**TASKS AND EXERCISES**
a) According to the passage shown, how many immigrants have died in the Department of Homeland Security's care or right after release from custody in the last five years?
b) Copy out the words of the passage shown starting at "June 4 House" and ending at "suffering that occur.".

June 4 House Hearing on Deaths in Homeland Security Custody
June 2, 2008
The Department of Homeland Security has more than 30,000 individuals in detention and spends millions of dollars on their health care, yet the inconsistent standards of care and inadequate oversight are leading to unnecessary suffering and death.
Megan McLemore, Researcher, HIV/AIDS Program, Human Rights Watch

In a submission to the House Subcommittee on Immigration, Citizenship, Refugees, Border Security and International Law, Human Rights Watch highlights the poor health care provided to immigrants in US custody, and asserts that the Department of Homeland Security should be held responsible for any deaths or suffering that occur.

In the last five years, more than 80 immigrants have died while in the care of the department or immediately after their release from custody.

“The Department of Homeland Security has more than 30,000 individuals in detention and spends millions of dollars on their health care,” said Megan McLemore, a researcher with the HIV/AIDS program at Human Rights Watch. “Yet the inconsistent standards of care and inadequate oversight are leading to unnecessary suffering and death.”

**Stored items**
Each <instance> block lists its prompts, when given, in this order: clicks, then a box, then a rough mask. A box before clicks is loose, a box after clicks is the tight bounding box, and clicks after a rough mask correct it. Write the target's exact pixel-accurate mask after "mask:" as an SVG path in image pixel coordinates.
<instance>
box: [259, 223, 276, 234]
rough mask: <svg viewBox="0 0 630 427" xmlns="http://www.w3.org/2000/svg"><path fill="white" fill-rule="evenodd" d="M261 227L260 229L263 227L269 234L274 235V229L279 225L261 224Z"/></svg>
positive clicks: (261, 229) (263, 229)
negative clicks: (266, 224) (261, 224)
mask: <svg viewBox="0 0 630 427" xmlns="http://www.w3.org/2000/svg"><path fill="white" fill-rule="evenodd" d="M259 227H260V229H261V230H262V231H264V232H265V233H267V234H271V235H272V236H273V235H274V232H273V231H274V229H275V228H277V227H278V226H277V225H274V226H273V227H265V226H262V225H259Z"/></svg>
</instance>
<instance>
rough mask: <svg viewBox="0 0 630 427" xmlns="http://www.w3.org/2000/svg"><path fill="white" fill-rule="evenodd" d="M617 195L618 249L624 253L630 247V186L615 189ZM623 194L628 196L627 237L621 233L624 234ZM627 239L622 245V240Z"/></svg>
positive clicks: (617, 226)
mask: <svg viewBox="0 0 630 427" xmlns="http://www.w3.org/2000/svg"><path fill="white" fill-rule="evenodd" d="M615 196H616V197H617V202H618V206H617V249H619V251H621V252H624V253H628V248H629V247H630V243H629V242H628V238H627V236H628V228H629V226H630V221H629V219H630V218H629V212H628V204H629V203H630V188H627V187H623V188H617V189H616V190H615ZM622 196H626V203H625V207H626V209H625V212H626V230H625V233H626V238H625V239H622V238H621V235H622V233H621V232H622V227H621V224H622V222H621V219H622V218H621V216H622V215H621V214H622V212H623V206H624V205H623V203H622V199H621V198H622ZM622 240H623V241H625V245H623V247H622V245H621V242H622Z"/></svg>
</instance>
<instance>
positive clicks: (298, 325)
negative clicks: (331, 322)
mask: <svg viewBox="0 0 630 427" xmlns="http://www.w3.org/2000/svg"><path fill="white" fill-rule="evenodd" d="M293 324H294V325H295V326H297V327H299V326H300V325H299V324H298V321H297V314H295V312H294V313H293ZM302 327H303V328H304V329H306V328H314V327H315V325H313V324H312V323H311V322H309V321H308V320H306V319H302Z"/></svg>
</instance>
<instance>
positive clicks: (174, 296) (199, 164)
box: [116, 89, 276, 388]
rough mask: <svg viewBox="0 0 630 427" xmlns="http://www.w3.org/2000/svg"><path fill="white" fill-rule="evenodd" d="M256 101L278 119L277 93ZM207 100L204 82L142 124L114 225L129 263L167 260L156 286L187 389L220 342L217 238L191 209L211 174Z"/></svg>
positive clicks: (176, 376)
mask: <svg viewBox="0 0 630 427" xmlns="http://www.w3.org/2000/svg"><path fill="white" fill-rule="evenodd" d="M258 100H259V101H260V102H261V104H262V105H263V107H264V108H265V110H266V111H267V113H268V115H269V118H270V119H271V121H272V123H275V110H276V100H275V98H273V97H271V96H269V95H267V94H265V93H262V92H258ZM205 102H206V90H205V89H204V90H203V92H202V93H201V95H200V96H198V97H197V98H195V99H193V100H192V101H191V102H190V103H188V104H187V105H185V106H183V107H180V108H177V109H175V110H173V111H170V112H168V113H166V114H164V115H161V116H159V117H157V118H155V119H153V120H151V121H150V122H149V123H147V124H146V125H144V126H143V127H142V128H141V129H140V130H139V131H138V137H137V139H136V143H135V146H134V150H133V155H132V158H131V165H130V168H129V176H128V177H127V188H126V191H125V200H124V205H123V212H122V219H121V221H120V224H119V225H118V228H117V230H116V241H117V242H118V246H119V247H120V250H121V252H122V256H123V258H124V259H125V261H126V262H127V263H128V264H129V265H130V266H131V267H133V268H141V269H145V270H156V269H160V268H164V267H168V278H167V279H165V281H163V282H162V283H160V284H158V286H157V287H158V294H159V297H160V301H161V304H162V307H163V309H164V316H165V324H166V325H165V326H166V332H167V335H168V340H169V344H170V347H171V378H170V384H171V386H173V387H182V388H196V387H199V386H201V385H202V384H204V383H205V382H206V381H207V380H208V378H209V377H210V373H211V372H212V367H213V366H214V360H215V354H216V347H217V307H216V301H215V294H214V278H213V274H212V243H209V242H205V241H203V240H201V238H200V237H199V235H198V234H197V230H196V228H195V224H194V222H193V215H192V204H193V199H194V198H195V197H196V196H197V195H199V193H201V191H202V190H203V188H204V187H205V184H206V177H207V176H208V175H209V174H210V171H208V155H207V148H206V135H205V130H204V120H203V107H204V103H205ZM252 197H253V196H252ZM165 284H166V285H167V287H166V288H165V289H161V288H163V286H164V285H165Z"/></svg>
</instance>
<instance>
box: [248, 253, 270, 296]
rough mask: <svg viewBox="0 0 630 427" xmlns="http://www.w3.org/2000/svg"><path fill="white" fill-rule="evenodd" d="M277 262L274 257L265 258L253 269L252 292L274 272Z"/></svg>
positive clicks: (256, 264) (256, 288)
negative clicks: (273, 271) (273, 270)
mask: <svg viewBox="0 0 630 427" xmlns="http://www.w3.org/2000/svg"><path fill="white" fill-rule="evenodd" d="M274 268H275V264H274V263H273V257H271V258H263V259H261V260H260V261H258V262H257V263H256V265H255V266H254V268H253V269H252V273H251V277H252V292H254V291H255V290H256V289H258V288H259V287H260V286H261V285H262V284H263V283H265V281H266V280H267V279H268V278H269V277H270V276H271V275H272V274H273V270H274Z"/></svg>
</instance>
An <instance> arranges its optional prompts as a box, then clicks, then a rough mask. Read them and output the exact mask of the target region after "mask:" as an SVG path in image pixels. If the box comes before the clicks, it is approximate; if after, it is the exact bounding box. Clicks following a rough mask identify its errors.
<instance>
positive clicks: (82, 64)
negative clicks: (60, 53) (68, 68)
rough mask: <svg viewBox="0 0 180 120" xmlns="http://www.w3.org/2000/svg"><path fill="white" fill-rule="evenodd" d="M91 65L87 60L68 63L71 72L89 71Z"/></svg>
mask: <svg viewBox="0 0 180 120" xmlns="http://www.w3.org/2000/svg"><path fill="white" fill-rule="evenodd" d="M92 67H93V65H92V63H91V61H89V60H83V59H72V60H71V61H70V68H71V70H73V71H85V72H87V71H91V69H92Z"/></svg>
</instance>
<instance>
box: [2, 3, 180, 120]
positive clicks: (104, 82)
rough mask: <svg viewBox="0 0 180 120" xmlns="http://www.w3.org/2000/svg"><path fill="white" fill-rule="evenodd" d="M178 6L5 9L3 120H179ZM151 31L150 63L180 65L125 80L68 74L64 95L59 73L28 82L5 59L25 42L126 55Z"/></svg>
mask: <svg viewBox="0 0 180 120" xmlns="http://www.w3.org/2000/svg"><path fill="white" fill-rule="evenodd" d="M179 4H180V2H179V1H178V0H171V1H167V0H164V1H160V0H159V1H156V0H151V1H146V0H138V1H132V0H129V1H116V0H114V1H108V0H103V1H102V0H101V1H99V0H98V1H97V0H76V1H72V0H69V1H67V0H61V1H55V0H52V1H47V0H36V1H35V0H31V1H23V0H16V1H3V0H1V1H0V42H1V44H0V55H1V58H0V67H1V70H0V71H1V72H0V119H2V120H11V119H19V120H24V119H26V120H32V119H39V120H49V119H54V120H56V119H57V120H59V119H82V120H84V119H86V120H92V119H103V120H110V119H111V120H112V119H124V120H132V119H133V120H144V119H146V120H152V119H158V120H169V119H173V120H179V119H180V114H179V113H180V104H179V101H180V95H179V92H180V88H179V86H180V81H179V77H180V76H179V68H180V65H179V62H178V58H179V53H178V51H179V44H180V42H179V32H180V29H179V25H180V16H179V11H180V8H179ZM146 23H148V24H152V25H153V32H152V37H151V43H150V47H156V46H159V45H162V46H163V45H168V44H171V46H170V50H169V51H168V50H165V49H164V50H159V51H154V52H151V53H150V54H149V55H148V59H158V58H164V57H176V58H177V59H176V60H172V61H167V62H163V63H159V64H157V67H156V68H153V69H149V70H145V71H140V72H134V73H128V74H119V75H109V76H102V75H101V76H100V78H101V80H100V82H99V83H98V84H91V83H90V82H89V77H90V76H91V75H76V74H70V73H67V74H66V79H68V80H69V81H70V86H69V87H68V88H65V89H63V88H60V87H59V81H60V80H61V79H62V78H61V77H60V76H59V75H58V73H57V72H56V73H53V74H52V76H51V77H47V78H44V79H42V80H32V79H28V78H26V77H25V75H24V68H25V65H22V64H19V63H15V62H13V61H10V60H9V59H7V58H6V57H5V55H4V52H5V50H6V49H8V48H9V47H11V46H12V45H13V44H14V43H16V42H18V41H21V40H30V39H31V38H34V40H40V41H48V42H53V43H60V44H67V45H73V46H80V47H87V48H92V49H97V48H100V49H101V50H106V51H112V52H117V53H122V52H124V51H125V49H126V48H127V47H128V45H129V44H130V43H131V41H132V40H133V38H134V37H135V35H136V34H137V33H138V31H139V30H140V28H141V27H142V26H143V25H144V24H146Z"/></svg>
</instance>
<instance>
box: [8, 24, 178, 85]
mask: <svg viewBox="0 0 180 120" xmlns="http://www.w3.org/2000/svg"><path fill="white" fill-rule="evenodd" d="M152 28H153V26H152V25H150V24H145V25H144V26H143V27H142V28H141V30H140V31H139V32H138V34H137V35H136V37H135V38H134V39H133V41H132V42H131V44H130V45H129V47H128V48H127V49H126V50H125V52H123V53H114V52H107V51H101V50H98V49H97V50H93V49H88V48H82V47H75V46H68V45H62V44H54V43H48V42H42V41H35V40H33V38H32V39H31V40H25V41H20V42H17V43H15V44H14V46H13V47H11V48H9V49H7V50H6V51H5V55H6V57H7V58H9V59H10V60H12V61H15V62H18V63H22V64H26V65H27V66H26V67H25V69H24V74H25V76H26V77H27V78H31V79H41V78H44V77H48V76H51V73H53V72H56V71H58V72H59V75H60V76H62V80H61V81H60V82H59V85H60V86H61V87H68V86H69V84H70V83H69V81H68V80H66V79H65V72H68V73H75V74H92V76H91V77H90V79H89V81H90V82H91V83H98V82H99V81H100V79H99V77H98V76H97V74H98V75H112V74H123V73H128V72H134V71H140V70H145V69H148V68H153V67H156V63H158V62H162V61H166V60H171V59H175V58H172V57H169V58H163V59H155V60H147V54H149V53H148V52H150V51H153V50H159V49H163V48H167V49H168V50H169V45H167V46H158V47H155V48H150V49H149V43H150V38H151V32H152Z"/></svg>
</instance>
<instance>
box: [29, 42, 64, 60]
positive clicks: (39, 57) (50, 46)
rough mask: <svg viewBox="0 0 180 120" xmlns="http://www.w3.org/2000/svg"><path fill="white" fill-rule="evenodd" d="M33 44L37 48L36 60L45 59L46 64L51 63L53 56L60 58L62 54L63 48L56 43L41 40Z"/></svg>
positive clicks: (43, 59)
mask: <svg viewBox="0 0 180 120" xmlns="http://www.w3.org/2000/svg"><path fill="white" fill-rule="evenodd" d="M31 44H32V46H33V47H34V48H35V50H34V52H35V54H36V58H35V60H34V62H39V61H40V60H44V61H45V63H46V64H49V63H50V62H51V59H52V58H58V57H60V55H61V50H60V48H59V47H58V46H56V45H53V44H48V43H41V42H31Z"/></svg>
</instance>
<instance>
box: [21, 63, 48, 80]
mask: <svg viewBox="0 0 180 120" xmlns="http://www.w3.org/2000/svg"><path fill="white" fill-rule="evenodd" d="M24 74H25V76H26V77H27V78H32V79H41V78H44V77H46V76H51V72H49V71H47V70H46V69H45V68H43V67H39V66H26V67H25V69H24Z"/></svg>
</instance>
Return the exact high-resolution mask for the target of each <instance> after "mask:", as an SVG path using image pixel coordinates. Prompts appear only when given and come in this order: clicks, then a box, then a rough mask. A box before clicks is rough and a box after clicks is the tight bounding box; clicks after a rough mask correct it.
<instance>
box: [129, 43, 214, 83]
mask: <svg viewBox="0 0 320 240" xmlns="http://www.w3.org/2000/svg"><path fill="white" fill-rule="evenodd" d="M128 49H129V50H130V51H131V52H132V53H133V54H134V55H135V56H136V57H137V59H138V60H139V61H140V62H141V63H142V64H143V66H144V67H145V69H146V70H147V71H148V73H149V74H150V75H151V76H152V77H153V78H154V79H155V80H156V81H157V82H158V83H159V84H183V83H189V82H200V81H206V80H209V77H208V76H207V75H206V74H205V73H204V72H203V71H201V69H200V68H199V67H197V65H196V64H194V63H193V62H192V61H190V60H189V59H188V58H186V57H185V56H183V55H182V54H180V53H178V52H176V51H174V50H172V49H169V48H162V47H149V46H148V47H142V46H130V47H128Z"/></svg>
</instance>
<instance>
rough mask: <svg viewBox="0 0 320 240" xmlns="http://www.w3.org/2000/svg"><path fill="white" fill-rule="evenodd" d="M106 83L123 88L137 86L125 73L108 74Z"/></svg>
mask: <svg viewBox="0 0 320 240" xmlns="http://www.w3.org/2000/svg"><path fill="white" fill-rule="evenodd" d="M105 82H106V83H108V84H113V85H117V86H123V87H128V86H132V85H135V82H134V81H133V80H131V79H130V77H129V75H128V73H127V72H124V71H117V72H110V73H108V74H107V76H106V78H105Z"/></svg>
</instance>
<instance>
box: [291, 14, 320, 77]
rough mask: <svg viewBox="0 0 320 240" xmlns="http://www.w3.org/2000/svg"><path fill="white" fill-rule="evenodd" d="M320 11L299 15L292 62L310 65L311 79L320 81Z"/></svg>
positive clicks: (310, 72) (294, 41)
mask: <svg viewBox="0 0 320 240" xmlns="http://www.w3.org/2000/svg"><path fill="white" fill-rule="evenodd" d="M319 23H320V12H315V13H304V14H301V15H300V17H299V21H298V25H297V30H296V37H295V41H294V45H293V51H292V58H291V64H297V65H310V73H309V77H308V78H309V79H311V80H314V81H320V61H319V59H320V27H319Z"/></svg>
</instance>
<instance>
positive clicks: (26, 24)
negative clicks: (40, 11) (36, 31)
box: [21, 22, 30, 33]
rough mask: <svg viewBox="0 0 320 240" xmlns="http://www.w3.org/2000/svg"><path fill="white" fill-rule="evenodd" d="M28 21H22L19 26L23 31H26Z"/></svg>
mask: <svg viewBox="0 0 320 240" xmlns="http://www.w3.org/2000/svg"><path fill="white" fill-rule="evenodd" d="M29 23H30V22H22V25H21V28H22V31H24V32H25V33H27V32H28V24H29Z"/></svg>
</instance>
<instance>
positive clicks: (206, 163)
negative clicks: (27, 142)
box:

**LIST OF SOLUTIONS**
a) More than 80.

b)
June 4 House Hearing on Deaths in Homeland Security Custody
June 2, 2008
The Department of Homeland Security has more than 30,000 individuals in detention and spends millions of dollars on their health care, yet the inconsistent standards of care and inadequate oversight are leading to unnecessary suffering and death.
Megan McLemore, Researcher, HIV/AIDS Program, Human Rights Watch

In a submission to the House Subcommittee on Immigration, Citizenship, Refugees, Border Security and International Law, Human Rights Watch highlights the poor health care provided to immigrants in US custody, and asserts that the Department of Homeland Security should be held responsible for any deaths or suffering that occur.